## [STATED GOAL]
Reproduce the stretch of the student accommodation excerpt that starts with the words "From a product" and ends with "closer to parity.", swapping "students" for "tenants".

## [EXCERPT TO READ]
★ ★ ★ ★

One of the structural shifts we’re seeing is a much more cautious and targeted approach to development. The days of “build it and they will come” are largely behind us. Instead, decision-making is becoming more forensic, with investors and developers paying closer attention to where demand truly exists and what students can realistically afford.  Few markets enable rents that mean development is viable.

From a product perspective, the opportunity increasingly sits in mid-market and repositioned assets, rather than new-build schemes at the very top end of the rental spectrum. Cost pressures mean that delivering new PBSA at rents that stack up for both students and investors is challenging in many locations. As a result, attention is shifting towards existing stock that can be upgraded, reconfigured or managed more efficiently to deliver better value. Over the next five years, this shift towards smarter asset management, refurbishment and differentiation is likely to become more pronounced, particularly as supply and demand in several core markets move closer to parity.

How are regulatory and legislative changes influencing the market?


Regulation is becoming a bigger part of the conversation. PBSA that is linked to universities where they issue the residential agreement is typically covered by licences rather than tenancies, but broader legislative changes still shape how people think about risk and opportunity.

★ ★ ★ ★

## [ENTRIES SHOWN]
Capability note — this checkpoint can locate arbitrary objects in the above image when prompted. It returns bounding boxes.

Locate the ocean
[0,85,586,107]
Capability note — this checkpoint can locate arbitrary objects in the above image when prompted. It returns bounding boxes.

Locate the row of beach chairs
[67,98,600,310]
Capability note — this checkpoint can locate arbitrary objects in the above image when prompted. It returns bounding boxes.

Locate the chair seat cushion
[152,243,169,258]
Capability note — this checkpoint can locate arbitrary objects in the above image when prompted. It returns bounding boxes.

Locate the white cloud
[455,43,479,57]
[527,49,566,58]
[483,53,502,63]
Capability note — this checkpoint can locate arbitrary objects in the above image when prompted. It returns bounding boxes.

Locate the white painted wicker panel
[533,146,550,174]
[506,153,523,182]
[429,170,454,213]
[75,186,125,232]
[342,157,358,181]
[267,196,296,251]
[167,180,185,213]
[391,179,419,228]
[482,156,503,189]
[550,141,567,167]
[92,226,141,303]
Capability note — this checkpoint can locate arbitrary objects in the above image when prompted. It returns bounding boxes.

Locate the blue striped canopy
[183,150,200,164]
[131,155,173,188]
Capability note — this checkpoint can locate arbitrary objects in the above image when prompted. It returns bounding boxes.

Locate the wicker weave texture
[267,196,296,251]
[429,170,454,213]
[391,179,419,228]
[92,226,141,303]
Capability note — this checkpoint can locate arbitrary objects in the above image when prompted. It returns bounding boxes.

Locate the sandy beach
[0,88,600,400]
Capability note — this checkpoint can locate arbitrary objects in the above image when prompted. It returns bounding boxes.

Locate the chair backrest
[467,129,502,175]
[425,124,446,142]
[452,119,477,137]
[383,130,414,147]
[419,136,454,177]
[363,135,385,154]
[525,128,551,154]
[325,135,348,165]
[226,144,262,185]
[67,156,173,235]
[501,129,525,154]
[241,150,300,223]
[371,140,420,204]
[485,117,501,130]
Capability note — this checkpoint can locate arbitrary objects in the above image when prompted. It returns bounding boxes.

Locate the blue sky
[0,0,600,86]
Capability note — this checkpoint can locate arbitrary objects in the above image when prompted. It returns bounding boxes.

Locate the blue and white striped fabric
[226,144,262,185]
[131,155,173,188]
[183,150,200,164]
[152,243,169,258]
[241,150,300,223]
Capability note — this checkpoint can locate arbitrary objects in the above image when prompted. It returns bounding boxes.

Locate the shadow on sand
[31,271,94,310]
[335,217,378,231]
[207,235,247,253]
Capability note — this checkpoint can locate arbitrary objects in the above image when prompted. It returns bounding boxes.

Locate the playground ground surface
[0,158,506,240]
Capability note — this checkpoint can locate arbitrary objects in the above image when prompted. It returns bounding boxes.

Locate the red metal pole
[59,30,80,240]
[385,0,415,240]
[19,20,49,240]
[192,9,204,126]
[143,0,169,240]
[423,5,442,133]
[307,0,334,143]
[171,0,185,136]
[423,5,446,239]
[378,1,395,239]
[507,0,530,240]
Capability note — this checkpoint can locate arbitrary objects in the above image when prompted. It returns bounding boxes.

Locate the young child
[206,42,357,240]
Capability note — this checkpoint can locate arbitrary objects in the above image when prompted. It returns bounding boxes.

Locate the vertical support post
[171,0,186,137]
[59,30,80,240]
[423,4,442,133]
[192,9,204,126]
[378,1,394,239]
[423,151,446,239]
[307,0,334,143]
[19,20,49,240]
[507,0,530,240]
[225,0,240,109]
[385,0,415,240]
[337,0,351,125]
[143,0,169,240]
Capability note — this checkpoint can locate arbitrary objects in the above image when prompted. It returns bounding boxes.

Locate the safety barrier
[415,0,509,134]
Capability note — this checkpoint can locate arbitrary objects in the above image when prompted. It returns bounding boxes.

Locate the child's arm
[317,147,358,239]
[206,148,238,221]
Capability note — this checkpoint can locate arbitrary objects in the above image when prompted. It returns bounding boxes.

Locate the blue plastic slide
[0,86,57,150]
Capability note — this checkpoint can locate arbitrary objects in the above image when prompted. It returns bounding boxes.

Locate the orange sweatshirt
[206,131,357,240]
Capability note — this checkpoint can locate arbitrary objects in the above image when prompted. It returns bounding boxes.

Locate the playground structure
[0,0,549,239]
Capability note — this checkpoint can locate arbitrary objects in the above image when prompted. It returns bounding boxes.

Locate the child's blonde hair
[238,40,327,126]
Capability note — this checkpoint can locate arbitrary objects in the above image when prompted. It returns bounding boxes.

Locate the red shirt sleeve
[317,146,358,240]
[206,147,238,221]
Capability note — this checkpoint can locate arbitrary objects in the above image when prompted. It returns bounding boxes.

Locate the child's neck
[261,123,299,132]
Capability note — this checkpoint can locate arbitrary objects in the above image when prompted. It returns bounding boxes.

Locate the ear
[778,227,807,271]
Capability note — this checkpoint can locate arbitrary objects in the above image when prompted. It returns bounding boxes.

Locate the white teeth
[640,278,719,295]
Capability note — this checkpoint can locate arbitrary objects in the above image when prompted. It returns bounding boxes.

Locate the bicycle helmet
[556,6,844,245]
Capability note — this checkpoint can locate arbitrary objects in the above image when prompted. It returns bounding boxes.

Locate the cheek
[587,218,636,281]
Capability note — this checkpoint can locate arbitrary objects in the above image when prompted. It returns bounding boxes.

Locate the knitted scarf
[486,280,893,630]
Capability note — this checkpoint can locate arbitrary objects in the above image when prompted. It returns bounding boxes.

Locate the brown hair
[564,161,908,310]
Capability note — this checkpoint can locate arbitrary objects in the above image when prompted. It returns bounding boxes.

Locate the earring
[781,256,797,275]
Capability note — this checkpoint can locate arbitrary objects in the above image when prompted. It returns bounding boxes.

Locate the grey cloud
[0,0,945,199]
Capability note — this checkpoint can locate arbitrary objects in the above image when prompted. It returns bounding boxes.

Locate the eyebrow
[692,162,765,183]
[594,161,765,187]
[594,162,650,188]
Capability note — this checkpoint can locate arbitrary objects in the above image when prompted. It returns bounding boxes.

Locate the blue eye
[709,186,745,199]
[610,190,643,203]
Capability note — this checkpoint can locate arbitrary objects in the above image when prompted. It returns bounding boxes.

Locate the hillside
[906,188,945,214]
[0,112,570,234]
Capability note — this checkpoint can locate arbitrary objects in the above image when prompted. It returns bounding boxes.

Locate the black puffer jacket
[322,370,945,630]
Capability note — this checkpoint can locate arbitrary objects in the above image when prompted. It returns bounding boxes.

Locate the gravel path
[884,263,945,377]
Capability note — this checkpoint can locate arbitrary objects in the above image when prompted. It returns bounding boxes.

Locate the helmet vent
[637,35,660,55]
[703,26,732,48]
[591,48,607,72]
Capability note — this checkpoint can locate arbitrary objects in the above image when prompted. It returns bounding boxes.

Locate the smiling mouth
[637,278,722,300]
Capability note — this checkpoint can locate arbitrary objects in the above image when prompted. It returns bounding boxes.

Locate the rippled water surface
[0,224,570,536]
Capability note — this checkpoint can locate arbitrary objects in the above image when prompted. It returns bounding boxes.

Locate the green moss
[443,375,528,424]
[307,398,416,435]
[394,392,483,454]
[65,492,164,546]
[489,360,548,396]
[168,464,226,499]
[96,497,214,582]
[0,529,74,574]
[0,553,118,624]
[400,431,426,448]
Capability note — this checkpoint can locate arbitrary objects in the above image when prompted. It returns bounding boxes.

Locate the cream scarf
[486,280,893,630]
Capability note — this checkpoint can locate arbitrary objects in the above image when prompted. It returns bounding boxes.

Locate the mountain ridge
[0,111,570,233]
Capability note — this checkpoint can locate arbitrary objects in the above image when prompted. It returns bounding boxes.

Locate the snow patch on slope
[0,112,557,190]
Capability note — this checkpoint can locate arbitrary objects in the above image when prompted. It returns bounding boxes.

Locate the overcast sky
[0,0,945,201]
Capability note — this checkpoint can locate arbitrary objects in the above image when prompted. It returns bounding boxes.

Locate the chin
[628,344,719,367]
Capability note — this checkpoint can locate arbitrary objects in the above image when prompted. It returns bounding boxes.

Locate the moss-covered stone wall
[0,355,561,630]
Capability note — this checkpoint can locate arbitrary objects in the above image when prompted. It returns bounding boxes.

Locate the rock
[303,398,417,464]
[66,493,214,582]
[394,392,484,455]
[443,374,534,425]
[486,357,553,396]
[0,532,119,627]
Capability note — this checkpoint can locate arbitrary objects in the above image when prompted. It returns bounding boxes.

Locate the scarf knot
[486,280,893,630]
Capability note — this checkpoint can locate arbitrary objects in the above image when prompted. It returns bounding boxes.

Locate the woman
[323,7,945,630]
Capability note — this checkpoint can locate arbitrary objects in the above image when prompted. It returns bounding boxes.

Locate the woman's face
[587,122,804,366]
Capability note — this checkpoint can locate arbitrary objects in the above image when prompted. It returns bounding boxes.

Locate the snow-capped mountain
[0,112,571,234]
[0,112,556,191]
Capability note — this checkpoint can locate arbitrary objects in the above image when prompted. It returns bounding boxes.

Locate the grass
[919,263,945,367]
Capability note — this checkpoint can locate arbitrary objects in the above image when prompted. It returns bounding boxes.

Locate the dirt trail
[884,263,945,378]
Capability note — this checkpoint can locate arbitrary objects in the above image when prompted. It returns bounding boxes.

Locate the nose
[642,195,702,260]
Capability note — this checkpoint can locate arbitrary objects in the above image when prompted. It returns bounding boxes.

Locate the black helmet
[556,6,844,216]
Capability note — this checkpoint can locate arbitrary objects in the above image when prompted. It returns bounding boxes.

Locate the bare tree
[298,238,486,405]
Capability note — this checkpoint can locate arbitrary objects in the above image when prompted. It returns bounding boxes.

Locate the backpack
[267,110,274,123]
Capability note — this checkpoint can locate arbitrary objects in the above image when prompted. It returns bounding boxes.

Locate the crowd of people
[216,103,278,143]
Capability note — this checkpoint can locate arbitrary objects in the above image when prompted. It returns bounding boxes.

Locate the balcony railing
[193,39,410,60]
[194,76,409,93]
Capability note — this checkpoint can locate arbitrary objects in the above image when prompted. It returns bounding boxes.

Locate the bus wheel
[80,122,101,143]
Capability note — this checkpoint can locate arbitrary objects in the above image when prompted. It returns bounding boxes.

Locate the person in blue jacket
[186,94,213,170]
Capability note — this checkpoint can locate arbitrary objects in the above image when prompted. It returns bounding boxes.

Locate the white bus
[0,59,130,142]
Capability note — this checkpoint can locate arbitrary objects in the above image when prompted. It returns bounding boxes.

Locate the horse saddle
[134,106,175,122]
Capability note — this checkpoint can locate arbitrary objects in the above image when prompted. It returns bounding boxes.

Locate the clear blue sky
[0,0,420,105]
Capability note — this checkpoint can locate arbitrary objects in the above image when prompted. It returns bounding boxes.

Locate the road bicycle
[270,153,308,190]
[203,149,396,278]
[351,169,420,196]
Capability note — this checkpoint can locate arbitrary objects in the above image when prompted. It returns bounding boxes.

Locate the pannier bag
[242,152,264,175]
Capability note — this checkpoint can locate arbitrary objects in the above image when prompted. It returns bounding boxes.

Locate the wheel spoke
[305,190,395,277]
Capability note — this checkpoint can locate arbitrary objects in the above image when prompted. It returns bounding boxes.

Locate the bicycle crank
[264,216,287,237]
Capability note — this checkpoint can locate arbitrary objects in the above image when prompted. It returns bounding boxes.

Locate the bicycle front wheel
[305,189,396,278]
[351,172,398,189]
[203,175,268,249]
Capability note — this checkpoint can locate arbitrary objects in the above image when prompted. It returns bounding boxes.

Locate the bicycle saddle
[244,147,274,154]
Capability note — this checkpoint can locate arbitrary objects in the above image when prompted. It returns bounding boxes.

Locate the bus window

★ ★ ★ ★

## [FINAL RESULT]
From a product perspective, the opportunity increasingly sits in mid-market and repositioned assets, rather than new-build schemes at the very top end of the rental spectrum. Cost pressures mean that delivering new PBSA at rents that stack up for both tenants and investors is challenging in many locations. As a result, attention is shifting towards existing stock that can be upgraded, reconfigured or managed more efficiently to deliver better value. Over the next five years, this shift towards smarter asset management, refurbishment and differentiation is likely to become more pronounced, particularly as supply and demand in several core markets move closer to parity.